## Passage
────

The Jadhav case appears to be tailored
to prove Pakistan’s claim of Indian involvement in three key areas: financial
and logistic support to Baloch insurgents, collusion with Haji Baloch, who
provided financial and logistic support to Baloch separatists and the Islamic
State in Karachi, and triggering sectarian violence in Karachi and Sindh.
Sartaj Aziz, advisor on foreign affairs
to the Pakistan prime minister, has said that Jadhav had been held responsible
for terrorist activities that include sponsoring attacks in Gwadar and Turbat,
attacks on a radar station and civilian boats in the sea opposite Jiwani Port,
funding subversive secessionist elements through hawala in Balochistan,
sponsoring explosions in gas pipelines and electric pylons in Sibi and Sui
areas in Balochistan, sponsoring IED explosions in Quetta, sponsoring attacks
on Hazaras in Quetta and Shias en route to Iran and back, and abetting
anti-state elements in attacks against law enforcement agencies in Balochistan
during 2014-15 killing many civilians and soldiers.
The Jadhav case has come handy for
Pakistan to counter Prime Minister Narendra Modi’s efforts to internationally
isolate Pakistan for sponsoring terrorist attacks against India. In April 2016,
Pakistan briefed foreign diplomats in Islamabad on Jadhav’s arrest and his
involvement in terrorist activities. Pakistan also shared the information with
the US and the UK. Prime Minister Modi in his Independence Day address on
August 15, 2016 brought the focus on human rights violations in Balochistan. The
Jadhav case would buttress Pakistan’s argument that India was colluding with
Balochi separatists in the state.

────

## Provided data
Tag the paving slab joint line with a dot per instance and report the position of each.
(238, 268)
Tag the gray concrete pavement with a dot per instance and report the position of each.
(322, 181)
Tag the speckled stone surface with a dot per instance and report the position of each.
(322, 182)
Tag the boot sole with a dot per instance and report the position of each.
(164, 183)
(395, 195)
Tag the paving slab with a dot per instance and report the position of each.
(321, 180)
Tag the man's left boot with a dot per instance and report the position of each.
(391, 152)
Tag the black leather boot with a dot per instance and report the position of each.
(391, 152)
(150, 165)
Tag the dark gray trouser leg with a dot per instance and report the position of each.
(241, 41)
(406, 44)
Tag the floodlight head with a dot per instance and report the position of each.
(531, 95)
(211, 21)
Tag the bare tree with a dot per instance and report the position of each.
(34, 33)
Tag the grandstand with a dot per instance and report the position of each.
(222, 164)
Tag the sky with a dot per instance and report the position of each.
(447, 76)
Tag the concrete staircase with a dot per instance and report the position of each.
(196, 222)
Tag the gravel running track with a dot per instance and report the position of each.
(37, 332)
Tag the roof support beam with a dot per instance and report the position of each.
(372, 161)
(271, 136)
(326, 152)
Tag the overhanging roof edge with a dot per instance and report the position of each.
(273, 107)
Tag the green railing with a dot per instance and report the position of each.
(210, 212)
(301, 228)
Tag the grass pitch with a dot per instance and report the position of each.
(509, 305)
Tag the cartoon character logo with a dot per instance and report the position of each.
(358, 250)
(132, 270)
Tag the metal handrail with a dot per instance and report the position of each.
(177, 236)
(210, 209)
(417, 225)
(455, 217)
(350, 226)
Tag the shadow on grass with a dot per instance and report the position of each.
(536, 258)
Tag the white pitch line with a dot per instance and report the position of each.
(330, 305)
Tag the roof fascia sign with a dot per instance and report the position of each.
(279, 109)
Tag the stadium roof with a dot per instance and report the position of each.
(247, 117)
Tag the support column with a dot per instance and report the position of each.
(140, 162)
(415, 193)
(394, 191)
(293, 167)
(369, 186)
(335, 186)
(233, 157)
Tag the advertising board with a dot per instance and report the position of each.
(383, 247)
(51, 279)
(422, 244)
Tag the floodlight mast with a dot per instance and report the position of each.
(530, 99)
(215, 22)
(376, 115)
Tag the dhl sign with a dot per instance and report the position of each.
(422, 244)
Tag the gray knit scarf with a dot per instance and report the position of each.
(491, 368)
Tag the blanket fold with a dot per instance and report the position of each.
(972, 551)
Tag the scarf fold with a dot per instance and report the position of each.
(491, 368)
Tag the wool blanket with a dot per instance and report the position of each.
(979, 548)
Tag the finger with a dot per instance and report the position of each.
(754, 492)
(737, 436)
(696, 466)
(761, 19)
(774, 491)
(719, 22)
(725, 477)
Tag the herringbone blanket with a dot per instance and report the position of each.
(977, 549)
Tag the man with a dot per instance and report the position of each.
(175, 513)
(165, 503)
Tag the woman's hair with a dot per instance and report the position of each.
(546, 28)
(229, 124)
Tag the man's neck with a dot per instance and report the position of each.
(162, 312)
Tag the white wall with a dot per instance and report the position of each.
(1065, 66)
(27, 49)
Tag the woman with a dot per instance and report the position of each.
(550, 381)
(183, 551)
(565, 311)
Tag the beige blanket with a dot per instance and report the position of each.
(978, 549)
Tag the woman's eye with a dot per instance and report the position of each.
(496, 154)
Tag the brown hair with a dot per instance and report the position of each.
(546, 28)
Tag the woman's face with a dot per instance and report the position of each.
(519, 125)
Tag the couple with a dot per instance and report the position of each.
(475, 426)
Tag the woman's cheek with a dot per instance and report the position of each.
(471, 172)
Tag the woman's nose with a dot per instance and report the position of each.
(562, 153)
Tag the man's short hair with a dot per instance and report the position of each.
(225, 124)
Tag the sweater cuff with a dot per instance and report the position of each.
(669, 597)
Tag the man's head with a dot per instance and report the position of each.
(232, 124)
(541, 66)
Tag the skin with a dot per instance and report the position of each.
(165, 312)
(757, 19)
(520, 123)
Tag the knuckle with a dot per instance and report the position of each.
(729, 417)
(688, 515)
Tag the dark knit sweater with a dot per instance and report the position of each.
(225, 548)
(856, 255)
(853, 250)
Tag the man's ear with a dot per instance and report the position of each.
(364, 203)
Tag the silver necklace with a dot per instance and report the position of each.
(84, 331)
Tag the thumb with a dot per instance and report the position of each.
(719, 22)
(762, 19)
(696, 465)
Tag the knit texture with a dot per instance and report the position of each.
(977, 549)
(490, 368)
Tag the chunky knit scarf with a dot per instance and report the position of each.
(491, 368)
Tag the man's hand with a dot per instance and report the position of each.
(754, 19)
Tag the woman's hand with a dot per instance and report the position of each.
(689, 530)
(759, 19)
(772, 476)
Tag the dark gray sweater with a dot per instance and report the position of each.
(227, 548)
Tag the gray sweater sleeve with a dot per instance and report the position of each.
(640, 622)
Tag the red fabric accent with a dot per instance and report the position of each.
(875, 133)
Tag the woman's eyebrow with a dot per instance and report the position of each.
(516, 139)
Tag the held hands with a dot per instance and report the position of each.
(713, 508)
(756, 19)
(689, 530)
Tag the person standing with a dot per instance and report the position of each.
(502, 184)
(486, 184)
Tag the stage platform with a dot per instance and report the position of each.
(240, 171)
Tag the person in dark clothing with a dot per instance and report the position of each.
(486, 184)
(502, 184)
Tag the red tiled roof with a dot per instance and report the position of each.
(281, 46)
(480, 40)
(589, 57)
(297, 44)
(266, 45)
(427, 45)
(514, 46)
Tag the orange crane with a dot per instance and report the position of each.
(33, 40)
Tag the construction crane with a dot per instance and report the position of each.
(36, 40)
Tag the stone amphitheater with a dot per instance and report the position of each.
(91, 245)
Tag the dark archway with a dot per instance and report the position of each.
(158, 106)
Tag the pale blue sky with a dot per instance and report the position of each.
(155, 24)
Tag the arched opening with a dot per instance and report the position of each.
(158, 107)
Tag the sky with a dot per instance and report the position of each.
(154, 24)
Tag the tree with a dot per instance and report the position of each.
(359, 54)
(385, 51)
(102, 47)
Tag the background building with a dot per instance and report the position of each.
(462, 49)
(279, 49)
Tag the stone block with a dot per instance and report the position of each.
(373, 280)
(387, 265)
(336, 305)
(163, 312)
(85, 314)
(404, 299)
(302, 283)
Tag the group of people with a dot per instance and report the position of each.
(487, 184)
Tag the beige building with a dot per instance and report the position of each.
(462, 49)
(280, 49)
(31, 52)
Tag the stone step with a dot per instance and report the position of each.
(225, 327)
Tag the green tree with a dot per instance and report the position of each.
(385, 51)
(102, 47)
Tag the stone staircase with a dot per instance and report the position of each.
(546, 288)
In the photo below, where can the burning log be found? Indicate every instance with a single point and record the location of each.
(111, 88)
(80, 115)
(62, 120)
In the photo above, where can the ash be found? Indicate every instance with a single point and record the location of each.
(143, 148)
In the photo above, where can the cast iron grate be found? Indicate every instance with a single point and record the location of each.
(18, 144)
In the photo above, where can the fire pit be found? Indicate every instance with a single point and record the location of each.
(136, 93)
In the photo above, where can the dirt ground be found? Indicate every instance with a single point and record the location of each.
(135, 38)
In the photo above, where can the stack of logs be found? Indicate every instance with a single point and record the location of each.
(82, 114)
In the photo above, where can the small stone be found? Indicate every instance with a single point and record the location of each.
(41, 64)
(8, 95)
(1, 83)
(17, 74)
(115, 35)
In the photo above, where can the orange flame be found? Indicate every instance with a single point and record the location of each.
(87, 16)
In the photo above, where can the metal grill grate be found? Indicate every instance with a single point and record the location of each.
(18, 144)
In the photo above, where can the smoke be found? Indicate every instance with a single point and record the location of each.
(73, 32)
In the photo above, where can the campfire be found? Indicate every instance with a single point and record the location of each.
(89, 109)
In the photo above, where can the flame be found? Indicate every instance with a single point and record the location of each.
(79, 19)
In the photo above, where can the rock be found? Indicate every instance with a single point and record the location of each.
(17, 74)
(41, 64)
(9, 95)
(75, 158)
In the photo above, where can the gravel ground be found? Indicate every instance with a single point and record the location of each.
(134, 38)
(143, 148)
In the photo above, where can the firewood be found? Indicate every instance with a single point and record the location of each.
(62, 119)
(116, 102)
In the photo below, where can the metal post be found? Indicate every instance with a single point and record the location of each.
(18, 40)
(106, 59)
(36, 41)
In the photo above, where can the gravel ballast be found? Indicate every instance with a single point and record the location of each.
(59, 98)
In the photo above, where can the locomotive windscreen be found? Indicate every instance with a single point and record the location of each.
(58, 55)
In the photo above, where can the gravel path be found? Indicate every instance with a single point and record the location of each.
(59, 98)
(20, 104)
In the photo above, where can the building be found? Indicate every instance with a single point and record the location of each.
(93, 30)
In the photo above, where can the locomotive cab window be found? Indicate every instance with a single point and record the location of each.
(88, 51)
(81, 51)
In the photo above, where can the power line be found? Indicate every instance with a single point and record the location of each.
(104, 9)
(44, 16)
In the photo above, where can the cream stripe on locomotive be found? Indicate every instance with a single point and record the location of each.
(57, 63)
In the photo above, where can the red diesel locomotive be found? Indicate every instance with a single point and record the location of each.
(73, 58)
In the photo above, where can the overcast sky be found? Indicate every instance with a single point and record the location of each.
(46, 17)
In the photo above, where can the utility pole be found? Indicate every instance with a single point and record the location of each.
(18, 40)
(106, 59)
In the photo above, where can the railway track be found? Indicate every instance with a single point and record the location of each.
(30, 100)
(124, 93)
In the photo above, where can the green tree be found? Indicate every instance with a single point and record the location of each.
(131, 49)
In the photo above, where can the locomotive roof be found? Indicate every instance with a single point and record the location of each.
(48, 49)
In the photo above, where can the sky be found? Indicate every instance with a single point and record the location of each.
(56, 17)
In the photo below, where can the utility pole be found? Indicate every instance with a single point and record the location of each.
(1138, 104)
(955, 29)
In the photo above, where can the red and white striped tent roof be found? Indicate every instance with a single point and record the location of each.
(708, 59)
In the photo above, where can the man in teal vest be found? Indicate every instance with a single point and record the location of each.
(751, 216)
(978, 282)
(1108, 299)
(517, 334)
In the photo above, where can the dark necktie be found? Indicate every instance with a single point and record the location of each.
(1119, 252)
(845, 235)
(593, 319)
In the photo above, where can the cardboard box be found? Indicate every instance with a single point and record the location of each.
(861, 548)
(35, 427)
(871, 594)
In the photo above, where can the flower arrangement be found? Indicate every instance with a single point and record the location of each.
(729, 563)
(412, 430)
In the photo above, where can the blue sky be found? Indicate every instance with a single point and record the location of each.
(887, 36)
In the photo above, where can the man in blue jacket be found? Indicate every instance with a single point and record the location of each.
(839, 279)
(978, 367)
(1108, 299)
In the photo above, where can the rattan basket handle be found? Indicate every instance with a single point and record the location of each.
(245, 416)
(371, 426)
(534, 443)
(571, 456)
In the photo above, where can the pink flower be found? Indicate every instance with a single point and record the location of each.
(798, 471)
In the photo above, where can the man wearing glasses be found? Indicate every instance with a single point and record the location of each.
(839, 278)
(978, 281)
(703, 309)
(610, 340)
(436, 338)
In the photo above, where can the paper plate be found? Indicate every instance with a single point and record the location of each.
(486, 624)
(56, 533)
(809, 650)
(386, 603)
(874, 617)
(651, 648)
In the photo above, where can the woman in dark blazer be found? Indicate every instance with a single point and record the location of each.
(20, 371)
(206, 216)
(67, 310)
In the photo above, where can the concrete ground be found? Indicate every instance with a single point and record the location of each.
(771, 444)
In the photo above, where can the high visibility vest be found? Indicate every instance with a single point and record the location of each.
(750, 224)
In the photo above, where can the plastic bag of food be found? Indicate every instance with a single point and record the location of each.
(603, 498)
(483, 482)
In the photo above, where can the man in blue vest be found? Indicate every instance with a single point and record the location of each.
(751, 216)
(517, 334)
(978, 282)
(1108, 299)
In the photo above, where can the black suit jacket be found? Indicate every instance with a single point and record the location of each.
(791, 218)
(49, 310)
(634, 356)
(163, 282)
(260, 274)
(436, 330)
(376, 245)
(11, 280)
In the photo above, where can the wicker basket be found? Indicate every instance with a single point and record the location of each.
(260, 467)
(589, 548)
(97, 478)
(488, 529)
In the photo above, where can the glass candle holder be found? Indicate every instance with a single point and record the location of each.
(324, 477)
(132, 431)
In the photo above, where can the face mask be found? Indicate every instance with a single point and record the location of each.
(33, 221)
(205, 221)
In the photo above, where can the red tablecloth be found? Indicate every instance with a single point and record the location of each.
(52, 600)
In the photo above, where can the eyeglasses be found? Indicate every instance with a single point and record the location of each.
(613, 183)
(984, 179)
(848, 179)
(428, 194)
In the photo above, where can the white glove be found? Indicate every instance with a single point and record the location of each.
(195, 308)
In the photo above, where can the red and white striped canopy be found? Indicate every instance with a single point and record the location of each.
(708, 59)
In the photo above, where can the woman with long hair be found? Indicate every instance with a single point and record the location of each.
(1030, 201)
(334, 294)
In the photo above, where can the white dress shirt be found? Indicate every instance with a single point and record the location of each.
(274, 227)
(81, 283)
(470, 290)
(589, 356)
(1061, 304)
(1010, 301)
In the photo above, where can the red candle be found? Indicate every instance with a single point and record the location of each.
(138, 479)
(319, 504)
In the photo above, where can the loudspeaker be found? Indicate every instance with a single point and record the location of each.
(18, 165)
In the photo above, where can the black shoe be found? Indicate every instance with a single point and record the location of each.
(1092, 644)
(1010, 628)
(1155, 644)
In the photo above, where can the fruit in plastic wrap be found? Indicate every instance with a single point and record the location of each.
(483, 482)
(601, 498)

────

## Required tasks
[1] Summarize the passage on the Jadhav case in two sentences.
[2] Reproduce the passage on the Jadhav case from "Sartaj Aziz, advisor" up to and including "civilians and soldiers.".
[3] Write what comes next in the passage on the Jadhav case, picking up after its final sentence.
The items are separate material from the passage on the Jadhav case.

## Replies
[1] The Jadhav case appears tailored to support Pakistan's claims of Indian involvement in backing Baloch insurgents, colluding with Haji Baloch and triggering sectarian violence in Karachi and Sindh, and Sartaj Aziz has listed many attacks in Balochistan for which Jadhav was held responsible. The case has helped Pakistan counter Prime Minister Modi's efforts to isolate it internationally, and Pakistan briefed foreign diplomats and shared the information with the US and the UK, using the case to bolster its argument that India colluded with Balochi separatists.

[2]
Sartaj Aziz, advisor on foreign affairs
to the Pakistan prime minister, has said that Jadhav had been held responsible
for terrorist activities that include sponsoring attacks in Gwadar and Turbat,
attacks on a radar station and civilian boats in the sea opposite Jiwani Port,
funding subversive secessionist elements through hawala in Balochistan,
sponsoring explosions in gas pipelines and electric pylons in Sibi and Sui
areas in Balochistan, sponsoring IED explosions in Quetta, sponsoring attacks
on Hazaras in Quetta and Shias en route to Iran and back, and abetting
anti-state elements in attacks against law enforcement agencies in Balochistan
during 2014-15 killing many civilians and soldiers.

[3]
India has pointed out a lot of
discrepancies in Pakistan’s statement on the case. After the death sentence was
announced, India summoned Pakistan High Commissioner in New Delhi and handed
over a demarche. It said “If this sentence against an Indian citizen, awarded
without basic norms of law and justice, is carried out, the government and the
people of India will regard it as a case of premeditated murder.” On April 14,
India asked for a copy of the formal charge sheet filed against Jadhav; Indian
High Commissioner in Islamabad has also made a request for consular access for
the 14th time.
Jadhav has 40 days to file an appeal
against the FGCM verdict in the military court of appeal. If that fails, he
would have the opportunity to seek mercy from the army chief and Pakistan’s
president. Of course, if he feels the due process of law was not observed
during the trial and his fundamental rights were affected, he could approach a
high court. But the Lahore High Court Bar Association (LHCBA), on April 14,
warned against taking up the case of Jadhav. It said action would be taken
against any lawyer who dares to obey its order.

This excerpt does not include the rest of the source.